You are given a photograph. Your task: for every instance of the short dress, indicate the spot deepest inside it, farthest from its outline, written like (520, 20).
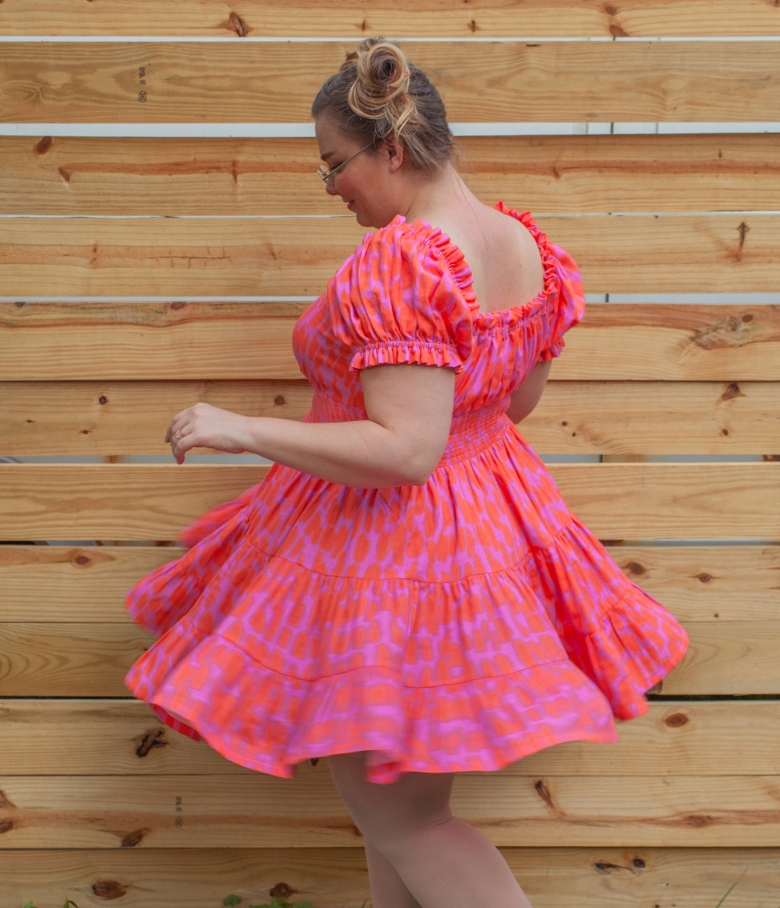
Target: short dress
(458, 625)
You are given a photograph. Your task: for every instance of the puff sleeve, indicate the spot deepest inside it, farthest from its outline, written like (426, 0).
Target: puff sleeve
(400, 299)
(567, 302)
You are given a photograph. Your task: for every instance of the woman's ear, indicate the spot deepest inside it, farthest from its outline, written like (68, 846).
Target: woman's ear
(395, 152)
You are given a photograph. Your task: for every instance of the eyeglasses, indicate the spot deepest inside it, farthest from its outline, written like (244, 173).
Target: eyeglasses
(328, 175)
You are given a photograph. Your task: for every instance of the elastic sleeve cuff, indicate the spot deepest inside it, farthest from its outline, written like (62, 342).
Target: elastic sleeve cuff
(428, 353)
(552, 351)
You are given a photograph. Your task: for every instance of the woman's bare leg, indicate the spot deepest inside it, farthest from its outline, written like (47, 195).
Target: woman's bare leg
(388, 890)
(442, 860)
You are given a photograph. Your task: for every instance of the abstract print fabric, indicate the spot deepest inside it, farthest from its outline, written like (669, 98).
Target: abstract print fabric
(458, 625)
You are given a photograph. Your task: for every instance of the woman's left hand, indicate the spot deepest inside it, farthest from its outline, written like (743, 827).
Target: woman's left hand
(204, 426)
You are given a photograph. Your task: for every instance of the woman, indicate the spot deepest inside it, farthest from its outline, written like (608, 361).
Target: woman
(406, 592)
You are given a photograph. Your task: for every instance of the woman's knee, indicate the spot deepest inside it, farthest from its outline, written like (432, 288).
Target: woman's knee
(418, 800)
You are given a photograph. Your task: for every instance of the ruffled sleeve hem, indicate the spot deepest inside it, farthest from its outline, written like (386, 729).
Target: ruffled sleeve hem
(563, 291)
(403, 297)
(426, 353)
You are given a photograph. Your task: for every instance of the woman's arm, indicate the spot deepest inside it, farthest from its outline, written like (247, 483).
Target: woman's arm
(409, 409)
(527, 396)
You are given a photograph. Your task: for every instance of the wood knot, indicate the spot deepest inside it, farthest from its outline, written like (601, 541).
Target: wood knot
(731, 391)
(153, 738)
(108, 889)
(698, 820)
(134, 838)
(238, 25)
(544, 793)
(676, 720)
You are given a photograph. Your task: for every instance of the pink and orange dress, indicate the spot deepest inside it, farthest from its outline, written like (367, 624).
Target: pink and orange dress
(452, 626)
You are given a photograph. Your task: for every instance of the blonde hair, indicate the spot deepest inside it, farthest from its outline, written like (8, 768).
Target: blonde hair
(377, 94)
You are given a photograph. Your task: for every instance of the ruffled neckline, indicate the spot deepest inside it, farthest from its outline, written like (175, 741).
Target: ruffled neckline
(441, 244)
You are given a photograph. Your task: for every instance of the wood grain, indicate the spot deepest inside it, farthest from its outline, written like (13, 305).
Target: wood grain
(218, 340)
(106, 175)
(595, 877)
(179, 82)
(297, 257)
(71, 660)
(91, 659)
(125, 738)
(66, 418)
(265, 811)
(401, 18)
(73, 584)
(617, 501)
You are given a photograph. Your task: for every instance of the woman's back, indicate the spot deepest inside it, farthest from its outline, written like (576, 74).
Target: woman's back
(504, 257)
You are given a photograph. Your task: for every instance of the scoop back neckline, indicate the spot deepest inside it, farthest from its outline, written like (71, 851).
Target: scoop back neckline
(461, 270)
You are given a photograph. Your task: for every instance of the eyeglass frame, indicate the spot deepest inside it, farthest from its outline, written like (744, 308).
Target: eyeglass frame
(327, 175)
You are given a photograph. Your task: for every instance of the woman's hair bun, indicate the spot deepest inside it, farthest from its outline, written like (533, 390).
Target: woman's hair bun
(378, 94)
(381, 89)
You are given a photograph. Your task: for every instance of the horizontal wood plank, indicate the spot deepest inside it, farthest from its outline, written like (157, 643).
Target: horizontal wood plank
(219, 340)
(73, 584)
(106, 175)
(617, 501)
(265, 811)
(91, 659)
(297, 257)
(108, 418)
(124, 738)
(173, 82)
(442, 19)
(596, 877)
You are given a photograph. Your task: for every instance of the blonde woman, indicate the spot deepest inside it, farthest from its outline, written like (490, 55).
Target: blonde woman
(406, 592)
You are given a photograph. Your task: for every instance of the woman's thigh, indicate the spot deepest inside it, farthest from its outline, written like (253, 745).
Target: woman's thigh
(416, 801)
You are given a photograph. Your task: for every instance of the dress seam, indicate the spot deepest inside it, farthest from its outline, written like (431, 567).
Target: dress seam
(384, 668)
(305, 567)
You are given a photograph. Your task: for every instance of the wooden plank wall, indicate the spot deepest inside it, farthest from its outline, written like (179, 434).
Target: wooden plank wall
(101, 802)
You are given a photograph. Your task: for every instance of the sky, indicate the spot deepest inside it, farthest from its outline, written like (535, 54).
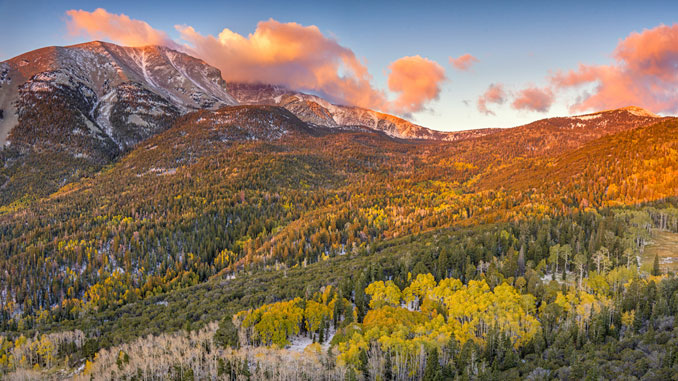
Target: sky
(445, 65)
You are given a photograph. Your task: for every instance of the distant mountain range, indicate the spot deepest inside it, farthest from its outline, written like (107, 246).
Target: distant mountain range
(86, 105)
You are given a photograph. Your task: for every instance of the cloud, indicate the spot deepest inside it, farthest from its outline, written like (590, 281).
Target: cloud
(289, 54)
(494, 94)
(463, 62)
(644, 73)
(103, 25)
(533, 99)
(417, 80)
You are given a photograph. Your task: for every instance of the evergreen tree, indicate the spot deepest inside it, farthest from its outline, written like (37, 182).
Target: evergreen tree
(433, 371)
(655, 266)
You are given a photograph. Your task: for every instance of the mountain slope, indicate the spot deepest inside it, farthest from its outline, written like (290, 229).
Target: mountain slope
(67, 111)
(313, 109)
(118, 94)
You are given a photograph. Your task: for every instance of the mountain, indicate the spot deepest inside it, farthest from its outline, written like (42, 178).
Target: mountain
(134, 219)
(83, 106)
(318, 111)
(102, 95)
(553, 135)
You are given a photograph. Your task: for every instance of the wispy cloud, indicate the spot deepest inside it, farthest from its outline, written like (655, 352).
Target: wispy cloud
(463, 62)
(290, 54)
(494, 94)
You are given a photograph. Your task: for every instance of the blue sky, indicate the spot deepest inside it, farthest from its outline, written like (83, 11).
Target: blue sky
(517, 44)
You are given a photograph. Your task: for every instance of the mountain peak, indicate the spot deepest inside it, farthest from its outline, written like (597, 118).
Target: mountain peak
(639, 111)
(633, 110)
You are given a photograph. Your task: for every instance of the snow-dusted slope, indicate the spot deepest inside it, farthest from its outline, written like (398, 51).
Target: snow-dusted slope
(121, 94)
(313, 109)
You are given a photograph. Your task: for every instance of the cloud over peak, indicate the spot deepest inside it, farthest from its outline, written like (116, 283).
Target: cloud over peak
(533, 99)
(494, 94)
(644, 73)
(289, 54)
(417, 81)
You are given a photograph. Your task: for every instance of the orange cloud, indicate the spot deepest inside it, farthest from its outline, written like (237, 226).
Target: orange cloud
(463, 62)
(645, 73)
(533, 99)
(100, 25)
(289, 54)
(494, 94)
(417, 80)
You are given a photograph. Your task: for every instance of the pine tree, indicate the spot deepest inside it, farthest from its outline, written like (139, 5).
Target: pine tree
(432, 372)
(655, 266)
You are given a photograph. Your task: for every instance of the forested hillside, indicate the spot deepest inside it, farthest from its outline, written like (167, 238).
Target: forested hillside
(242, 231)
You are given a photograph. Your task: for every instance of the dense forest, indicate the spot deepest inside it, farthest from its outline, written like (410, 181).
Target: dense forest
(223, 249)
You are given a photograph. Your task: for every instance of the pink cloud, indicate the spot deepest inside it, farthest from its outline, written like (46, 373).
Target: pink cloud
(533, 99)
(645, 73)
(299, 57)
(463, 62)
(494, 94)
(103, 25)
(417, 81)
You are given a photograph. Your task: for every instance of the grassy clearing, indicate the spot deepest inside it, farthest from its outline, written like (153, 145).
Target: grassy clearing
(664, 244)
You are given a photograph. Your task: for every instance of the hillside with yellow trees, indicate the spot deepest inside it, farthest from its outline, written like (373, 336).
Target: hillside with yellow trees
(245, 243)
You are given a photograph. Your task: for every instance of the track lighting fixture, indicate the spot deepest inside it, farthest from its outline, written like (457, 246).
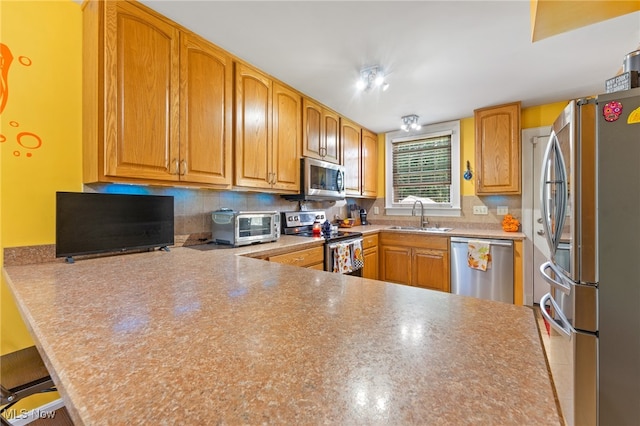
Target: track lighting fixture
(371, 77)
(410, 122)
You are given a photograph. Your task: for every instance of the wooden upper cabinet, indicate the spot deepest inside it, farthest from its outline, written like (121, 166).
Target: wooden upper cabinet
(498, 150)
(206, 91)
(268, 132)
(321, 128)
(369, 163)
(331, 122)
(253, 127)
(141, 89)
(287, 137)
(351, 155)
(206, 102)
(360, 158)
(157, 100)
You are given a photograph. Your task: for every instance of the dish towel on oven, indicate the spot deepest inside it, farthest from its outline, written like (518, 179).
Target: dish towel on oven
(357, 257)
(342, 259)
(479, 255)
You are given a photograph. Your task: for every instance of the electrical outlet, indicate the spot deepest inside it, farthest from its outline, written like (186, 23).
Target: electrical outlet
(480, 210)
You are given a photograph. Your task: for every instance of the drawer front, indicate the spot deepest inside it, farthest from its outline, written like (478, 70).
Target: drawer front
(415, 240)
(369, 241)
(301, 258)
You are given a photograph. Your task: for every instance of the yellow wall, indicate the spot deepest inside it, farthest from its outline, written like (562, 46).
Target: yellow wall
(40, 130)
(40, 127)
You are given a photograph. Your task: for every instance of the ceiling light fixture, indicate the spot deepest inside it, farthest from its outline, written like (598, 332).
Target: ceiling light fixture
(371, 77)
(410, 122)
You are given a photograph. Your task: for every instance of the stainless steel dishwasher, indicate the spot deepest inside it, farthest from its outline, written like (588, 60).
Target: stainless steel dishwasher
(496, 283)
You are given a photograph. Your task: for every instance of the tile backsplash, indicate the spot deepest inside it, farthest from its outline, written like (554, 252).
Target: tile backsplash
(193, 208)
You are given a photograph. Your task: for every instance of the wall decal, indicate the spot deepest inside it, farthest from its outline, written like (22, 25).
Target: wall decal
(26, 140)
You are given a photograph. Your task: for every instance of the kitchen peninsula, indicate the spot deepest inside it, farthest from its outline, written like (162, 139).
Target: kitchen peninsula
(210, 337)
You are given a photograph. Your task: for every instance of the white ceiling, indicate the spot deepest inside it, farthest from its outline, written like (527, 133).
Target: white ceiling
(443, 58)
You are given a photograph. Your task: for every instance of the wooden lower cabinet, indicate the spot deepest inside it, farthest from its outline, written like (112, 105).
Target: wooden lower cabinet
(370, 251)
(312, 258)
(430, 269)
(416, 260)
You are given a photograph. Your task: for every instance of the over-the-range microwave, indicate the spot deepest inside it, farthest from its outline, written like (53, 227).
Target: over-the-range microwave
(242, 228)
(320, 180)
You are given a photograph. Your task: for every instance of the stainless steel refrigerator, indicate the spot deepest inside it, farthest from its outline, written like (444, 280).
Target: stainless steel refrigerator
(590, 201)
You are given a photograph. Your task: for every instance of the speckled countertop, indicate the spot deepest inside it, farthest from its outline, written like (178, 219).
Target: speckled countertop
(209, 337)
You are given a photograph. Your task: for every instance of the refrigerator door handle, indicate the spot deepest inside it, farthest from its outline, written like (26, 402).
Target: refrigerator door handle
(562, 284)
(553, 173)
(561, 325)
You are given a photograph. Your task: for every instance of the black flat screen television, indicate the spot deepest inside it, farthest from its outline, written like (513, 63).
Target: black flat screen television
(89, 223)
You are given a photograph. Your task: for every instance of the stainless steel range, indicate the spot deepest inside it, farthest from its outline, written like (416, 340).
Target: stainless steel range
(343, 252)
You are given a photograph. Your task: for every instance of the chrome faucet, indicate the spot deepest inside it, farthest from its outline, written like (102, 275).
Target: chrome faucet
(423, 220)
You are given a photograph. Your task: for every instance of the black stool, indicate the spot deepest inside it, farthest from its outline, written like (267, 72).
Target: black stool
(22, 374)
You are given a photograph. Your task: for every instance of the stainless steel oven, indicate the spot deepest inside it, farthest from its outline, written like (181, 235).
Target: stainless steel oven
(343, 251)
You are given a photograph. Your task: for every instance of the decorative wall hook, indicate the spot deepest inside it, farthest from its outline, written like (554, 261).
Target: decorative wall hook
(467, 174)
**********
EXERCISE INSTRUCTIONS:
The lines above starting at the one that contains "Target: black stool" and ending at the one that contains "like (554, 261)." must be transcribed exactly, and no other lines may appear.

EXERCISE SOLUTION:
Target: black stool
(22, 374)
You are given a photograph. Your task: for every instance of the stainless steel oven, indicate the spot deepest inside it, farthest from its outline, written like (181, 235).
Target: stainless steel oven
(343, 251)
You are given a photograph. Your task: for every instance of the decorative wall hook, indicate the spot deepest inside it, farthest from its outline, written like (554, 261).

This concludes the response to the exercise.